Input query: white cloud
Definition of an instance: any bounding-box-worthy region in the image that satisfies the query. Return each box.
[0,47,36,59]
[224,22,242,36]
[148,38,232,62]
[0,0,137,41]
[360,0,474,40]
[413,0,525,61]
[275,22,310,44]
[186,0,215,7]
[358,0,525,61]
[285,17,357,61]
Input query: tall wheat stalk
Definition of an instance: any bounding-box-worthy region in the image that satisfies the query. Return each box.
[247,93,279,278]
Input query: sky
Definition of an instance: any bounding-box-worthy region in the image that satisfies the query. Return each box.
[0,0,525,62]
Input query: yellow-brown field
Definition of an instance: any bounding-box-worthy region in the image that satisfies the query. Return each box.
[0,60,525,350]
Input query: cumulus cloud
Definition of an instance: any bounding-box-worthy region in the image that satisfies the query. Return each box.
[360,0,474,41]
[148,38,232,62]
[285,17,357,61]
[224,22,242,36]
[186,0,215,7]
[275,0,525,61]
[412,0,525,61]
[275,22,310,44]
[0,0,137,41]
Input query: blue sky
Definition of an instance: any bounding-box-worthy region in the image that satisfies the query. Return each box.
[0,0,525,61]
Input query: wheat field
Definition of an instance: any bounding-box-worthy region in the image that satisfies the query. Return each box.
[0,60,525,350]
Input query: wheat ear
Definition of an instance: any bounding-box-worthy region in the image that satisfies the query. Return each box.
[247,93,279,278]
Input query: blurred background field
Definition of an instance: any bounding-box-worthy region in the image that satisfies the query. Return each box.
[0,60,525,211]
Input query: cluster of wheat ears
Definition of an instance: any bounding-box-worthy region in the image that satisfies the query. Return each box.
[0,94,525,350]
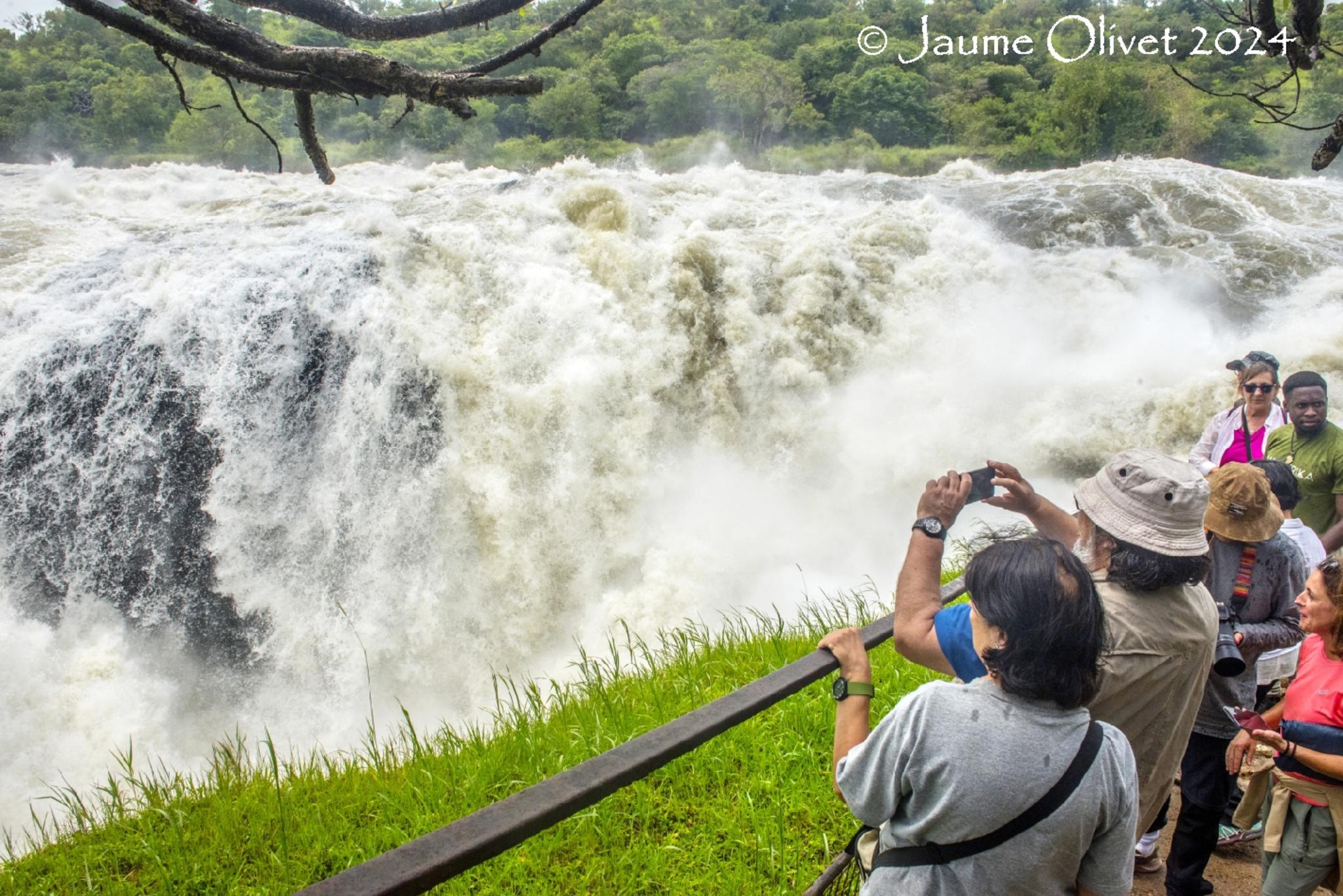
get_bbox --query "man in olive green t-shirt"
[1264,371,1343,553]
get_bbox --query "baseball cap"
[1226,352,1280,374]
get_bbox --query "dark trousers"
[1166,731,1232,896]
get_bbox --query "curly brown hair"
[1315,558,1343,654]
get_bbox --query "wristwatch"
[830,677,877,700]
[911,516,947,541]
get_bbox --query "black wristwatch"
[911,516,947,541]
[830,676,877,700]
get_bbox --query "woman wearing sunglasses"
[1226,558,1343,896]
[1188,352,1287,476]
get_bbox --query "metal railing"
[300,579,966,896]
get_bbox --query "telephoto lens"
[1213,603,1245,678]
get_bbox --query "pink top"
[1283,634,1343,806]
[1216,426,1268,466]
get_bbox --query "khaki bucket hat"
[1074,449,1214,558]
[1203,463,1283,541]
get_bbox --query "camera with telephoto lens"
[1213,603,1245,678]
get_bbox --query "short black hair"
[966,536,1110,709]
[1096,526,1209,591]
[1251,459,1302,511]
[1283,371,1330,395]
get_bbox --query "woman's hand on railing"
[816,629,872,684]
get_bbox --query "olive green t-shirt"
[1264,422,1343,536]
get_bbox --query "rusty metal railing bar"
[300,579,966,896]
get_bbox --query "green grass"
[0,589,956,895]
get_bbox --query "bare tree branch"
[220,75,282,174]
[127,0,541,106]
[462,0,602,74]
[155,47,219,115]
[60,0,602,184]
[294,90,336,187]
[390,97,415,130]
[233,0,532,40]
[60,0,383,97]
[1311,115,1343,170]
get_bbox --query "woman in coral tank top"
[1226,558,1343,896]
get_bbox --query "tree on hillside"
[60,0,602,184]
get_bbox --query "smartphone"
[1222,707,1269,731]
[966,466,998,504]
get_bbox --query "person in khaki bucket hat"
[893,449,1216,872]
[1074,449,1209,558]
[1203,463,1283,541]
[1166,463,1306,896]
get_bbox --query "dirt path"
[1132,789,1330,896]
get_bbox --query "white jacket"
[1188,402,1287,476]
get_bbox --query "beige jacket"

▶ **WHAT THE TASK REQUIRES**
Reproduce all of the records above word for word, omitting the pictures.

▶ **RESPONSE TO THE TASK**
Input query: white cloud
Definition of an instance: any bounding-box-worthy region in the image that satisfies the query. Return each box.
[0,47,36,59]
[224,22,242,36]
[148,38,232,62]
[0,0,137,41]
[360,0,474,40]
[413,0,525,61]
[275,22,310,44]
[186,0,215,7]
[358,0,525,61]
[285,17,357,61]
Input query: tall wheat stalk
Definition of an instance: any bounding-box-worthy region in the image that satisfies the query. Return each box.
[247,93,279,278]
Input query: sky
Definition of an instance: any bounding-box-worthy region in the image that satisfies the query. Return each box.
[0,0,525,62]
Input query: yellow-brown field
Definition of an instance: any bounding-box-worthy region in the image that satisfies the query. Return each box.
[0,60,525,350]
Input query: cumulus cloud
Definition of an instance: any bounding-box-worthy region in the image that satisfies the query. Return each box.
[360,0,474,41]
[148,38,232,62]
[285,17,357,61]
[224,22,242,36]
[186,0,215,7]
[275,0,525,61]
[412,0,525,61]
[275,22,310,44]
[0,0,137,41]
Input query: blue sky
Definition of an instance: any bounding-box-worthy region in the image that satisfies the query. Return each box.
[0,0,525,61]
Input query: wheat field
Definition of an instance: any bounding-box-worthy region in the image that satisfies the query. Return each box.
[0,60,525,350]
Input query: wheat ear
Definition of an instance: any bounding-box-worthy region in the image that satisfies the query. Return each box.
[247,93,279,278]
Input query: blurred background field
Definition of an instance: any bounding-box-worthy region in the image that satisfies the query. Return each box.
[0,60,525,211]
Input query: cluster of wheat ears
Definition of an instance: any bounding-box-worthy region in the image that satisfies the query. Return each box.
[0,94,525,350]
get_bbox --query "man in olive green t-shirt"
[1264,371,1343,553]
get_bbox --query "baseball cap"
[1226,352,1280,374]
get_bbox --query "dark trousers"
[1166,731,1232,896]
get_bbox --query "curly brown hair"
[1315,558,1343,654]
get_bbox --query "wristwatch"
[830,677,877,700]
[911,516,947,541]
get_bbox --query "black wristwatch"
[911,516,947,541]
[830,676,877,700]
get_bbox --query "woman wearing sunglasses"
[1226,558,1343,896]
[1188,352,1287,476]
get_bbox --query "metal railing"
[300,579,966,896]
get_bbox --query "telephoto lens"
[1213,603,1245,678]
get_bbox --query "pink top"
[1283,634,1343,806]
[1216,426,1268,466]
get_bbox --query "khaki bucket hat"
[1074,449,1214,558]
[1203,463,1283,541]
get_bbox --query "camera with telephoto lens"
[1213,603,1245,678]
get_bbox --query "short black hair"
[966,536,1110,709]
[1096,526,1209,591]
[1251,459,1302,511]
[1283,371,1330,395]
get_bbox --query "woman's hand on railing"
[816,629,872,684]
get_bbox --query "olive green t-shirt"
[1264,422,1343,536]
get_bbox --query "rusty metal railing bar"
[300,579,966,896]
get_bbox --query "green grass"
[0,589,956,895]
get_bbox --query "bare tree branch"
[220,75,282,174]
[127,0,541,106]
[462,0,602,74]
[155,47,219,115]
[60,0,602,184]
[294,90,336,187]
[390,97,415,130]
[233,0,532,40]
[60,0,383,97]
[1311,115,1343,170]
get_bbox --query "woman in coral tank top"
[1226,558,1343,896]
get_bbox --query "tree on hillside"
[60,0,602,184]
get_bbox --query "smartphone"
[1222,707,1269,731]
[966,466,998,504]
get_bbox --query "person in khaki bucket hat"
[893,449,1216,872]
[1074,449,1209,558]
[1203,463,1283,541]
[1166,463,1306,896]
get_bbox --query "dirt path"
[1132,789,1330,896]
get_bbox --query "white jacket"
[1188,402,1287,476]
get_bbox --query "beige jacket"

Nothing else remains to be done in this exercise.